__EXERCISE SET__:
1) In the forum thread, how long has Jozie been obsessed with MAC?
2) Output the part of the forum thread starting with "Im from Ontario" and going on through "mac_obsession (Apr 27, 2005)".

__TEXT PASSAGE__:
────────

# Hello from Ontario! :)



## Jozie (Apr 27, 2005)

Hello everyone, I finally decided to come and join the forums here. 
	

	
	
		
		

		
			





Im from Ontario (Kitchener-Waterloo area) and have been MAC obsessed for about 3 years now, haven't strayed away since.


----------



## mac_obsession (Apr 27, 2005)

Welcome to Specktra Jozie!! I hope you enjoy your stay here with us!


----------



## Jozie (Apr 27, 2005)

Thank you! Im sure I will, Im already loving what I am seeing.


----------



## Janice (Apr 27, 2005)

Welcome Jozie!


----------



## Jozie (Apr 27, 2005)

Thanks!


----------



## Chelsea (Apr 27, 2005)

yo


----------



## Jessica (Apr 27, 2005)

Welcome to Specktra!!!


----------



## Jozie (Apr 27, 2005)

Can you all just feel the love in this place?


----------



## Chelsea (Apr 27, 2005)

i donno nobody likes me here.


----------



## jamiemeng (Apr 28, 2005)

welcome to specktra


----------



## user2 (Apr 28, 2005)

VuittonVictim (a.k.a. Linda) welcomes you to Specktra!


----------



## PnkCosmo (May 2, 2005)

Welcome to Specktra!!

Shut up, Chelsea!! lol


----------

────────

__SUPPLIED ENTRIES__:
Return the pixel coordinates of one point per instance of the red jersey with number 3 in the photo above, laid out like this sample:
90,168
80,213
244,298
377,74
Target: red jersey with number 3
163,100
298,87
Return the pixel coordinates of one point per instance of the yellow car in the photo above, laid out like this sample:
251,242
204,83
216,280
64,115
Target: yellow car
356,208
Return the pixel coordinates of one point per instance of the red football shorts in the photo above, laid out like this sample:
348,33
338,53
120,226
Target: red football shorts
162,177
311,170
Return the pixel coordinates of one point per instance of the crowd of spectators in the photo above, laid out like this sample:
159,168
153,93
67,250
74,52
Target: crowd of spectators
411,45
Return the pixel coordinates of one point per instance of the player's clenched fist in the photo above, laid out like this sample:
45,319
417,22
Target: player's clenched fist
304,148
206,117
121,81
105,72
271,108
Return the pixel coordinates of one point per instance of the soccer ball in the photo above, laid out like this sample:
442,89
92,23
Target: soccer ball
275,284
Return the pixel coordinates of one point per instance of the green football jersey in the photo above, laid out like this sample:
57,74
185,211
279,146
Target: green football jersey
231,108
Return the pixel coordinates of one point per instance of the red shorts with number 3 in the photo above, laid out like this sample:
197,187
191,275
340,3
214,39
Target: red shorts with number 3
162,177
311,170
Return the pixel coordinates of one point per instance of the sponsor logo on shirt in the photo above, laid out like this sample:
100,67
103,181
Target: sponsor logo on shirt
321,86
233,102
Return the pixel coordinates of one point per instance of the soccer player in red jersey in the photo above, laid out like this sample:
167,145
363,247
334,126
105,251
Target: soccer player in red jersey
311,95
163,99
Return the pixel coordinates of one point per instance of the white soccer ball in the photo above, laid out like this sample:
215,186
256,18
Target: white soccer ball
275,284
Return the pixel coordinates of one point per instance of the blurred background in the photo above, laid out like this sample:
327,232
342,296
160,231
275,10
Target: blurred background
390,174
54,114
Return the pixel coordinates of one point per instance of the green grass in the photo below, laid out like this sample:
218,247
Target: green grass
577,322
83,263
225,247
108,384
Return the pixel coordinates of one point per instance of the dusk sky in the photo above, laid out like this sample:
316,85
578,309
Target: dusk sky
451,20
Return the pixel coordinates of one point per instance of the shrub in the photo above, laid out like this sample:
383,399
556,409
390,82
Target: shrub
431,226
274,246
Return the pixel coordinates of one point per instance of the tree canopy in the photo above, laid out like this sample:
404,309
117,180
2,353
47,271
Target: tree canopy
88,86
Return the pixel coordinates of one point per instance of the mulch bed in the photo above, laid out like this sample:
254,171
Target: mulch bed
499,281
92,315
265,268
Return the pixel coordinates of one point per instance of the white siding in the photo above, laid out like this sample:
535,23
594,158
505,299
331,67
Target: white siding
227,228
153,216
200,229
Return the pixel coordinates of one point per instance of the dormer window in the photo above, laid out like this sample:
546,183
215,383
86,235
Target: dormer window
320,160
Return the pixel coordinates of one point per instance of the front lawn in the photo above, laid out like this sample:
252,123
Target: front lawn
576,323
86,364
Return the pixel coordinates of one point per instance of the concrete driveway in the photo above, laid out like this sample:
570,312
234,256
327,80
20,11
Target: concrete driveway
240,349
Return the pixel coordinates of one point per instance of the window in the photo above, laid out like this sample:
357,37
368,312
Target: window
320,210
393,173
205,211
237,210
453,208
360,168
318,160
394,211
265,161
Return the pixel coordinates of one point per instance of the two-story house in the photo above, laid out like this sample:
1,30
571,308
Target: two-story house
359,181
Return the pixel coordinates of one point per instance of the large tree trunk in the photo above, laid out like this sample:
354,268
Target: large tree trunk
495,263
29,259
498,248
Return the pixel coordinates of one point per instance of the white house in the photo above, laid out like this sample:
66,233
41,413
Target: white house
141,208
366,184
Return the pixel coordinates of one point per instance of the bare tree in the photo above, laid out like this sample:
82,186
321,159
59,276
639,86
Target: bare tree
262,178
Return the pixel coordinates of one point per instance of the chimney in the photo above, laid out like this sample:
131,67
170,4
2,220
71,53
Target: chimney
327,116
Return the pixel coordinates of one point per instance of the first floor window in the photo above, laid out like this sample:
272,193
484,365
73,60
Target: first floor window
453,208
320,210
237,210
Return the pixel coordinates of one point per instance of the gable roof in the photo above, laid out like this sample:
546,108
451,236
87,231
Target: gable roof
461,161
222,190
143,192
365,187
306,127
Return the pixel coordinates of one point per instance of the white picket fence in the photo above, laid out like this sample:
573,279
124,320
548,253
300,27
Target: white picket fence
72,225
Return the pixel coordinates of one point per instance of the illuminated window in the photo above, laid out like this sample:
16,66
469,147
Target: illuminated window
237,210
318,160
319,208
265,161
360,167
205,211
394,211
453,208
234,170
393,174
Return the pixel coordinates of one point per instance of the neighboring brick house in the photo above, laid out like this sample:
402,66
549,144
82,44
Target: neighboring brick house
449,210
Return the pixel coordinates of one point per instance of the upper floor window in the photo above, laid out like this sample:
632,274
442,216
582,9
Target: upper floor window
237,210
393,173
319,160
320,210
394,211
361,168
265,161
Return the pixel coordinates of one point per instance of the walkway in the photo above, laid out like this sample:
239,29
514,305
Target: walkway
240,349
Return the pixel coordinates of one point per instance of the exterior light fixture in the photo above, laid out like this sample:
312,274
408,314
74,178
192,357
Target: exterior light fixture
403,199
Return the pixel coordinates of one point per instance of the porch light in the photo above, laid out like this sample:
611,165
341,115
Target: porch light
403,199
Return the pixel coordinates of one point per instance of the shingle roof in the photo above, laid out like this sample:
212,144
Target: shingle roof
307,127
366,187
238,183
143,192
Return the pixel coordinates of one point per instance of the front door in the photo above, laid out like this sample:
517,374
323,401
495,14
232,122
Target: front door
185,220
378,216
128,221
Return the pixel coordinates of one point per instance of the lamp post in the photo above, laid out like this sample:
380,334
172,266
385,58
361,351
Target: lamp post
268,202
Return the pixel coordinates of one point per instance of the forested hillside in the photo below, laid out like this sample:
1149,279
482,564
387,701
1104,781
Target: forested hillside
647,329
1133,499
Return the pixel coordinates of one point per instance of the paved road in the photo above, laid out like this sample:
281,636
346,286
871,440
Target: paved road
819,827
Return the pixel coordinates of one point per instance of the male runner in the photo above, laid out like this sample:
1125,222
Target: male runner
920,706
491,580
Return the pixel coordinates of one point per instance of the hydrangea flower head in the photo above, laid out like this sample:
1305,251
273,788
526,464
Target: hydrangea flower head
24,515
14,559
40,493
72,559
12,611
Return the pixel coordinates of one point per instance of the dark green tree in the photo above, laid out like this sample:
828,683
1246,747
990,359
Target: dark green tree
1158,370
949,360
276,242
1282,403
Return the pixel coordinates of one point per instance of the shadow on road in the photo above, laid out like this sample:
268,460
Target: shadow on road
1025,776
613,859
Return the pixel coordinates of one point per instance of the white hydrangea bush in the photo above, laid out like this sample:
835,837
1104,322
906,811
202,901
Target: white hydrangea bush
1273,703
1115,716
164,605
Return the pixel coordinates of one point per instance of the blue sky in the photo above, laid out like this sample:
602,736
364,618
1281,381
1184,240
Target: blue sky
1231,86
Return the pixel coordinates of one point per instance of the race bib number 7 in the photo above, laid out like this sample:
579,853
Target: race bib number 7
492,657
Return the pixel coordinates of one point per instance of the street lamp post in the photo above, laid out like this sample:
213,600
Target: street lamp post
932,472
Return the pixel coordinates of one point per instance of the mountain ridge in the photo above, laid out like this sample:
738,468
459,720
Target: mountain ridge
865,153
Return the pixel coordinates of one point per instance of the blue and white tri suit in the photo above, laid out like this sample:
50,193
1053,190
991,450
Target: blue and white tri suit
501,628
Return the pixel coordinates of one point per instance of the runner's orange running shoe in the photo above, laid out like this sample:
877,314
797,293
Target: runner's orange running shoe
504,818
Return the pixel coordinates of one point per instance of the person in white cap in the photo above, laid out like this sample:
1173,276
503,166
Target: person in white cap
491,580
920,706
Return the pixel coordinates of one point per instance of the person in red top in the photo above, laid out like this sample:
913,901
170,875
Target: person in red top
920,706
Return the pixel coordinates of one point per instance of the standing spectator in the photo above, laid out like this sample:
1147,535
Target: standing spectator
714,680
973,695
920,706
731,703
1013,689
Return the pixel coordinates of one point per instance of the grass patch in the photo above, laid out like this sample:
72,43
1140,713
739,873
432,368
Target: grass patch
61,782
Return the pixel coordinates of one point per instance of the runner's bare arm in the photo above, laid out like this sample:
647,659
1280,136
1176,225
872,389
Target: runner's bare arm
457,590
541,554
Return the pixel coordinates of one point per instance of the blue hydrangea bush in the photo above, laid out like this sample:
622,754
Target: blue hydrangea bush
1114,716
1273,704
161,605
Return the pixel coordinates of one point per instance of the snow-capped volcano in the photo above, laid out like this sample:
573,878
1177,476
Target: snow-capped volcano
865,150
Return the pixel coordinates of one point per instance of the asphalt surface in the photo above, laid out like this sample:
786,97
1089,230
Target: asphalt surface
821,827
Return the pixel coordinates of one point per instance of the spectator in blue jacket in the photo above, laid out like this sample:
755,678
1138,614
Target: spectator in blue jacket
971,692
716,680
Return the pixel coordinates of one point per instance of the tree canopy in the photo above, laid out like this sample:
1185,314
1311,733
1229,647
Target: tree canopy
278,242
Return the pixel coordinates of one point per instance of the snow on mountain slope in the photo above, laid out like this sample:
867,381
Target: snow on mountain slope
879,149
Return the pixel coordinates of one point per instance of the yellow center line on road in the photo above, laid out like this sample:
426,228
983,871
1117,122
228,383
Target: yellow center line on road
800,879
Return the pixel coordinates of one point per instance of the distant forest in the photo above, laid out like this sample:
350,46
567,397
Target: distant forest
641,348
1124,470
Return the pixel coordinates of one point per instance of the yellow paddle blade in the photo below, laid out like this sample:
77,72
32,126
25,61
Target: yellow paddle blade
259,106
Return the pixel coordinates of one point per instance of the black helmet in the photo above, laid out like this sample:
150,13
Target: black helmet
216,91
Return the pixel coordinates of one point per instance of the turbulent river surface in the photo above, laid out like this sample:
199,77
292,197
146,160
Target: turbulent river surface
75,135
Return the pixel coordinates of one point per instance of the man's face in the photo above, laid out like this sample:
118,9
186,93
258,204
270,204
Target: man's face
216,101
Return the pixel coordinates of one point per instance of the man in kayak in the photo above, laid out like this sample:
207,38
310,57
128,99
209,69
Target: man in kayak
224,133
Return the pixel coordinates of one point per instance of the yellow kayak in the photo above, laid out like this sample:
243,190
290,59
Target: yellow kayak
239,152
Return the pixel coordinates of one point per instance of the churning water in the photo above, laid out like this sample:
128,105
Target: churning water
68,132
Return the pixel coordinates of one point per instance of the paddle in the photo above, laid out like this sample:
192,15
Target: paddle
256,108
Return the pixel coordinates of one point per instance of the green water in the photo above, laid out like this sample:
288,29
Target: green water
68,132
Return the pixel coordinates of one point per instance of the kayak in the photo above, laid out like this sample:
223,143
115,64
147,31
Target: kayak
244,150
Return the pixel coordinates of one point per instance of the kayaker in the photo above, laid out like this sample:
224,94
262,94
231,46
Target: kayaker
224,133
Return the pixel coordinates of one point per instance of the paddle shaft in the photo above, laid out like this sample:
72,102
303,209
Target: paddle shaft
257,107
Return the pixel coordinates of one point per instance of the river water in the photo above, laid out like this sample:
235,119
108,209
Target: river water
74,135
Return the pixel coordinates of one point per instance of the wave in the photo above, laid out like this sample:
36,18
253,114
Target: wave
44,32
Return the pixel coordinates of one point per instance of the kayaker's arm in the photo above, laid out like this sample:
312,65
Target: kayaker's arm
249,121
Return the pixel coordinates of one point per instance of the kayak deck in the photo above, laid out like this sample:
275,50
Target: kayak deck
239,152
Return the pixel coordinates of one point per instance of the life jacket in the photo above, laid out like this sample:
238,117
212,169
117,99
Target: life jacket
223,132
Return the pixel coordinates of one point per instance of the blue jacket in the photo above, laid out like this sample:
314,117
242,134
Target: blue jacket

────────

__SOLUTIONS TO THE PROBLEMS__:
1) About 3 years.

2)
Im from Ontario (Kitchener-Waterloo area) and have been MAC obsessed for about 3 years now, haven't strayed away since.


----------



## mac_obsession (Apr 27, 2005)